Document extract:
§

14.1.11


Big names like Dylan, U2 dot producer Daniel Lanois' life story

Posted Wednesday, Jan. 12,
By Kevin Canfield
San Francisco Chronicle


Soul Mining: A
Soul Mining: A Musical Life
by Daniel Lanois
Faber and Faber, $26


view photos


With radio-ready hits like Sledgehammer, Big Time and In Your Eyes, Peter Gabriel's 1986 record, So, represented the biggest triumph in a long, successful career. But that doesn't mean it came together easily.

One day, it seems, the singer was writing a few verses in a barn in rural England, while next door the album's producer, Daniel Lanois, readied himself in Gabriel's recording studio. This usually worked well, Lanois explains in his new memoir, Soul Mining, but Gabriel would occasionally wander off, wasting precious time with pointless phone chat.

"Solution: the next time Peter went into the barn, I took these giant railway spikes and nailed him in," Lanois writes. "... I'm not sure that all the lyrics came out of that one session, but it was a good tone-setter for discipline, even if it almost got me deported from the West Country of England."

In the 25 years since this bit of makeshift carpentry, Lanois has positioned himself as one of the most successful producers in the business, the craftsman behind some of the era's finest albums: U2's The Joshua Tree and Achtung Baby, Bob Dylan's Oh Mercy and Time Out of Mind, Emmylou Harris' Wrecking Ball and Willie Nelson's Teatro (not to mention fellow Canadian Neil Young's recent Le Noise, an album that takes its title from Lanois' nickname). Accordingly, this book is bursting with memorable anecdotes about his collaborators, another of the debut author's many gifts to fans of rock and country music.

§

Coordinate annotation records
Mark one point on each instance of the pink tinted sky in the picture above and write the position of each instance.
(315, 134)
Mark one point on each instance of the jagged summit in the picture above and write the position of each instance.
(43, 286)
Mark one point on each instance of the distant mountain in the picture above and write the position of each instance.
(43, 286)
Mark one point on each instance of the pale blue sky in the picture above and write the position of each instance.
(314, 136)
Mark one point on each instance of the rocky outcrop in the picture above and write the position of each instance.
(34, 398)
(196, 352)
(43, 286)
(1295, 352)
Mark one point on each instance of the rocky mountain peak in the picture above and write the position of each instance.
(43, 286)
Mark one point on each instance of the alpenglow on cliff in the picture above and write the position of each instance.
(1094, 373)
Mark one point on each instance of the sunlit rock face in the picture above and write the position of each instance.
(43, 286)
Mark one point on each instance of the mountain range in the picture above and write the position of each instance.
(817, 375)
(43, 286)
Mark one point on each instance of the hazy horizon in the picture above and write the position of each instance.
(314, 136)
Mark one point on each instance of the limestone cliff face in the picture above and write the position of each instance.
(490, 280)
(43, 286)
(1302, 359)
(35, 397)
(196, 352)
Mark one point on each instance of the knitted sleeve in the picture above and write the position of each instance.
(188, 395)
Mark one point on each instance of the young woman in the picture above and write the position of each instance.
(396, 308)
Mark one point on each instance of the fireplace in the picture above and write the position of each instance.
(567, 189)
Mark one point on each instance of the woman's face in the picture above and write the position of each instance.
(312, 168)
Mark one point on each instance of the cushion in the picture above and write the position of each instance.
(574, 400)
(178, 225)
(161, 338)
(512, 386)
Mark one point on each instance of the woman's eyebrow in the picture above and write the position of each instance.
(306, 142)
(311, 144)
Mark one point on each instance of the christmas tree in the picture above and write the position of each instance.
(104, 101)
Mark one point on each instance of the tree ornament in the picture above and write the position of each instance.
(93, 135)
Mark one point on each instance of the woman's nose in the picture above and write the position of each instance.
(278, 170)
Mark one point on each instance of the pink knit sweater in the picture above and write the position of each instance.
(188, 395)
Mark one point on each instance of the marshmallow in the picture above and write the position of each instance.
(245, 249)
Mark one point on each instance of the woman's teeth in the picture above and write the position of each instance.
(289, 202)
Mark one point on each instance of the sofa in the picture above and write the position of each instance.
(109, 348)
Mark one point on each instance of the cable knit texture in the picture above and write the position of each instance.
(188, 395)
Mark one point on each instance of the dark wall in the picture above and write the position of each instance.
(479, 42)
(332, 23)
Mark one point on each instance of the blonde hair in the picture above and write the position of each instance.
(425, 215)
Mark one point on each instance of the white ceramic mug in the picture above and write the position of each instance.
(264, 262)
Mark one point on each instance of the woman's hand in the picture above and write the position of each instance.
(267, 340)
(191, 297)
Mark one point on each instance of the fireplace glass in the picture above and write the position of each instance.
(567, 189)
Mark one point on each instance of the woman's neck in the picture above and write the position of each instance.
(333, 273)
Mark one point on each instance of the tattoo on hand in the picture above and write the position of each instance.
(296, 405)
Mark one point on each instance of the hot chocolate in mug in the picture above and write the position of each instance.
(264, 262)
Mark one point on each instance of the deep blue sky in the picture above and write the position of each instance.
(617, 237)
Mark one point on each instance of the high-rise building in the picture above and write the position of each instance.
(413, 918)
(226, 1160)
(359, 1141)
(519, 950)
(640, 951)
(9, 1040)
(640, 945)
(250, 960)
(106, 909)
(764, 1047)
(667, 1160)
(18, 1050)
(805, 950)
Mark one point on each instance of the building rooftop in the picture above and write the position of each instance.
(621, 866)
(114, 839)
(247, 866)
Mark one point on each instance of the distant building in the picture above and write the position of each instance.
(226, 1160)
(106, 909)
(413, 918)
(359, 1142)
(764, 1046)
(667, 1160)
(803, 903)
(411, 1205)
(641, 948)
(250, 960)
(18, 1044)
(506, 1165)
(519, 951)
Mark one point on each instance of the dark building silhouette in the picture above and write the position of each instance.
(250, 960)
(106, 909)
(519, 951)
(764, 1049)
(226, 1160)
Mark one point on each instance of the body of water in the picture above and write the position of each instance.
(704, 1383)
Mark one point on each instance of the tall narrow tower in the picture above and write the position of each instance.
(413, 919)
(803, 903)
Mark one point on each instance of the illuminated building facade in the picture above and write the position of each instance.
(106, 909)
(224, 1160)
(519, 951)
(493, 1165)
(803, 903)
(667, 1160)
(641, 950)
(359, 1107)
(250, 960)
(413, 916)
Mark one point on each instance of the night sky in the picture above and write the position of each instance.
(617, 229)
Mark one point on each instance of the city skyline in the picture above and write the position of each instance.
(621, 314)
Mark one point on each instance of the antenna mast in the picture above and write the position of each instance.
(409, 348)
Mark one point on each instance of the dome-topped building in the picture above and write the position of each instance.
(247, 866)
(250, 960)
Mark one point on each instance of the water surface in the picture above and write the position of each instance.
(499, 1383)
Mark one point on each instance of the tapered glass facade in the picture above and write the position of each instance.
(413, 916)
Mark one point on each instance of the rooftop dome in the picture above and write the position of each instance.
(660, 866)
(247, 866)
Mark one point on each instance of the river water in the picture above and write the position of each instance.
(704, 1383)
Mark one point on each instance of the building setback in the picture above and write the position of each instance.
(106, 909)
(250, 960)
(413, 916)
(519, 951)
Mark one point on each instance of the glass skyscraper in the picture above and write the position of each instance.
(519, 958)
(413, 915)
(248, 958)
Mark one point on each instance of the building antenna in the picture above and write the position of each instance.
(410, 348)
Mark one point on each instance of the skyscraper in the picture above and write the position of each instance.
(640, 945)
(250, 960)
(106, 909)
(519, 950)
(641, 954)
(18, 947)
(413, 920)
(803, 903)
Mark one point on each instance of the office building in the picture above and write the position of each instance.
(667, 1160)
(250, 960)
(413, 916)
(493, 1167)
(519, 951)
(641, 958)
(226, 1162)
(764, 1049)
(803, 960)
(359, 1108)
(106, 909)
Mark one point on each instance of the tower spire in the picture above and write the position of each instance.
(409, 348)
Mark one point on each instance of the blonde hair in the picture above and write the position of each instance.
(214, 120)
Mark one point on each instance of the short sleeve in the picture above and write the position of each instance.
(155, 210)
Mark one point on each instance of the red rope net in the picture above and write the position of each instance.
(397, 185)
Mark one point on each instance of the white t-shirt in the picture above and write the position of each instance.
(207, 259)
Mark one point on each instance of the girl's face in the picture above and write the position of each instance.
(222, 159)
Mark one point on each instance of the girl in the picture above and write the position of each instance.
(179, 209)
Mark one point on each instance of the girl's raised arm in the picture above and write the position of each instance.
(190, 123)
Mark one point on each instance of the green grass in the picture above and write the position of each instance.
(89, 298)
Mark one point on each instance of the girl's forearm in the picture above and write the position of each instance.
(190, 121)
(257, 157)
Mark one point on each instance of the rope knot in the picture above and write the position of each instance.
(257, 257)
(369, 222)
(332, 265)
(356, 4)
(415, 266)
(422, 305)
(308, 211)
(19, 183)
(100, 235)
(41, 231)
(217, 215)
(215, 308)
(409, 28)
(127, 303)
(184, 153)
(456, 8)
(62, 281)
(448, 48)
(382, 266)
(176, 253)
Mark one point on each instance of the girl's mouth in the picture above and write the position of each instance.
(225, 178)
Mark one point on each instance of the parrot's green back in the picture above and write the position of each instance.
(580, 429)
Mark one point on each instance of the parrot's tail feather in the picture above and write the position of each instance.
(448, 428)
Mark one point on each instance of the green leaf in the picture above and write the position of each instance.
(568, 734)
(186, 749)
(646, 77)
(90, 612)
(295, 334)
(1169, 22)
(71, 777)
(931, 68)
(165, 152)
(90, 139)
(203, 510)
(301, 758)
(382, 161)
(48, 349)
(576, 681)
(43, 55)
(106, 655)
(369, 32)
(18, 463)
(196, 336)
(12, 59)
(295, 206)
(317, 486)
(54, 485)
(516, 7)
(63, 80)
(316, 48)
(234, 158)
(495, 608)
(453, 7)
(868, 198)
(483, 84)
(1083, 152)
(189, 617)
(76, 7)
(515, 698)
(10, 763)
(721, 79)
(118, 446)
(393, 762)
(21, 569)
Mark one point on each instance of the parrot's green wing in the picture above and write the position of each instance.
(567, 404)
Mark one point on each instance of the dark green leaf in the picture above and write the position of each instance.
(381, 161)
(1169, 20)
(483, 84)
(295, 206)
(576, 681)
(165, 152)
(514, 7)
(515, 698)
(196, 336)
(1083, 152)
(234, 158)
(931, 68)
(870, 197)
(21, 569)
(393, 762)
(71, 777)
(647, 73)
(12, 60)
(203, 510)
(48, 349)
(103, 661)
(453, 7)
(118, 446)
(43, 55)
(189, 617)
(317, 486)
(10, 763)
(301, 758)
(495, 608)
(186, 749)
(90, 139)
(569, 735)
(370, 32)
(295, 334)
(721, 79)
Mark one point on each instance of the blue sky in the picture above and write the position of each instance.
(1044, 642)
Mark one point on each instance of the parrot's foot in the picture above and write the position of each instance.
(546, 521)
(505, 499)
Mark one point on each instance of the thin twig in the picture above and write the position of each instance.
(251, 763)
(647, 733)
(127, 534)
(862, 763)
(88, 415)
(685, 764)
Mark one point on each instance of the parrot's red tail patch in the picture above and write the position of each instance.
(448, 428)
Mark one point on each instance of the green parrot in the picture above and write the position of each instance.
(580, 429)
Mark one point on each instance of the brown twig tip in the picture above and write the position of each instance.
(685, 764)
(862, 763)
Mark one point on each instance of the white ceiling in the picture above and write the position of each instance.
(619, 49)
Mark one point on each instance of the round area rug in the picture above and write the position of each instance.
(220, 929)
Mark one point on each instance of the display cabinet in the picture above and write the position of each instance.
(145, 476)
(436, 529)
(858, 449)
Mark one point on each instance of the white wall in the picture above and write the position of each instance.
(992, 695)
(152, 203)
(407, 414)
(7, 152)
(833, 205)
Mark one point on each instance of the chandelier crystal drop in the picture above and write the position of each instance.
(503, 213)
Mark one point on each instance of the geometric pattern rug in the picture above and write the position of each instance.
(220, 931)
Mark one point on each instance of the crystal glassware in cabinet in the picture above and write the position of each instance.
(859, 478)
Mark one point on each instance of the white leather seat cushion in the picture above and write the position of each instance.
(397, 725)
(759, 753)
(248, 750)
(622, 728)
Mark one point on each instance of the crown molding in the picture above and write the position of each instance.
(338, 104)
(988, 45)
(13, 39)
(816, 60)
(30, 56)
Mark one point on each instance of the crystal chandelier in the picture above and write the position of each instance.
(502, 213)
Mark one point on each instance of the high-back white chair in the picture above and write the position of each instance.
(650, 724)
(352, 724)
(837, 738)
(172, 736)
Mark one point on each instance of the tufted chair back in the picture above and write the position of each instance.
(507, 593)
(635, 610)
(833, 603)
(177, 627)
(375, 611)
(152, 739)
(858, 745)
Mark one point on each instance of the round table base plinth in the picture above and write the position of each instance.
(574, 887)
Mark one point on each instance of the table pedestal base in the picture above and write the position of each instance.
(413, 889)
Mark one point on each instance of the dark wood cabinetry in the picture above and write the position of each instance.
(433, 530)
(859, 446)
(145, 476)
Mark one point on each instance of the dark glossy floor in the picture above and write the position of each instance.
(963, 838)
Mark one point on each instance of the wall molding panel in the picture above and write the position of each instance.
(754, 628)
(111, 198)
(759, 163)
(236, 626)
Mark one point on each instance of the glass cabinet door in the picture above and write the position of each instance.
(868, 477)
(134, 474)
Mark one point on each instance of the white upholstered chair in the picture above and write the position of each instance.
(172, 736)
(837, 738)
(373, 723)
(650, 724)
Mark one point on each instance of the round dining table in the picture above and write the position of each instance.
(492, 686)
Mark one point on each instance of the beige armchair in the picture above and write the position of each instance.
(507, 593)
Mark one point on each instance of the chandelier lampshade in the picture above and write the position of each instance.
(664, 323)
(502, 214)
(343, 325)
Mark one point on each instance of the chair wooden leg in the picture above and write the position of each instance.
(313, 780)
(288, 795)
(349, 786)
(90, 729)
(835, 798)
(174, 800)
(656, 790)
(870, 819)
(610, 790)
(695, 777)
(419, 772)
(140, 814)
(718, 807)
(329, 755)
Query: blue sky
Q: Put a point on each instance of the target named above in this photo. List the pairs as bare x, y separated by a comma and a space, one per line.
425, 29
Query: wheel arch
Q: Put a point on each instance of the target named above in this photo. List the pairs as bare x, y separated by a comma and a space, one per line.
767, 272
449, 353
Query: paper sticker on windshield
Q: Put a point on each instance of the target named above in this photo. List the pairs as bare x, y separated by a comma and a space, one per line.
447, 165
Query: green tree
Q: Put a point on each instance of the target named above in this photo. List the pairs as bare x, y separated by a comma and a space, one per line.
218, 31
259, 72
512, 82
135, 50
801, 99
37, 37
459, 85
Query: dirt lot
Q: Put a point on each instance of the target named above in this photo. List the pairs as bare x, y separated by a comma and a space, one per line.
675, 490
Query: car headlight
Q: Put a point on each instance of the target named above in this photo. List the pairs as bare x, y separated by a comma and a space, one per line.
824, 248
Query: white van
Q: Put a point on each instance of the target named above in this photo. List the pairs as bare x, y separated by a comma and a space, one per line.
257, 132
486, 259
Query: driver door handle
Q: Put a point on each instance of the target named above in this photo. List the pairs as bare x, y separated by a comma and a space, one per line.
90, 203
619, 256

§

Required actions:
**a.** According to the review, where does the title of Neil Young's Le Noise come from?
**b.** Rewrite the review's passage between "With radio-ready hits" and "came together easily.", inclusive, substituting "achievement" for "triumph".
This listing comes from a separate source.

Set of answers:
**a.** Lanois' nickname.

**b.**
With radio-ready hits like Sledgehammer, Big Time and In Your Eyes, Peter Gabriel's 1986 record, So, represented the biggest achievement in a long, successful career. But that doesn't mean it came together easily.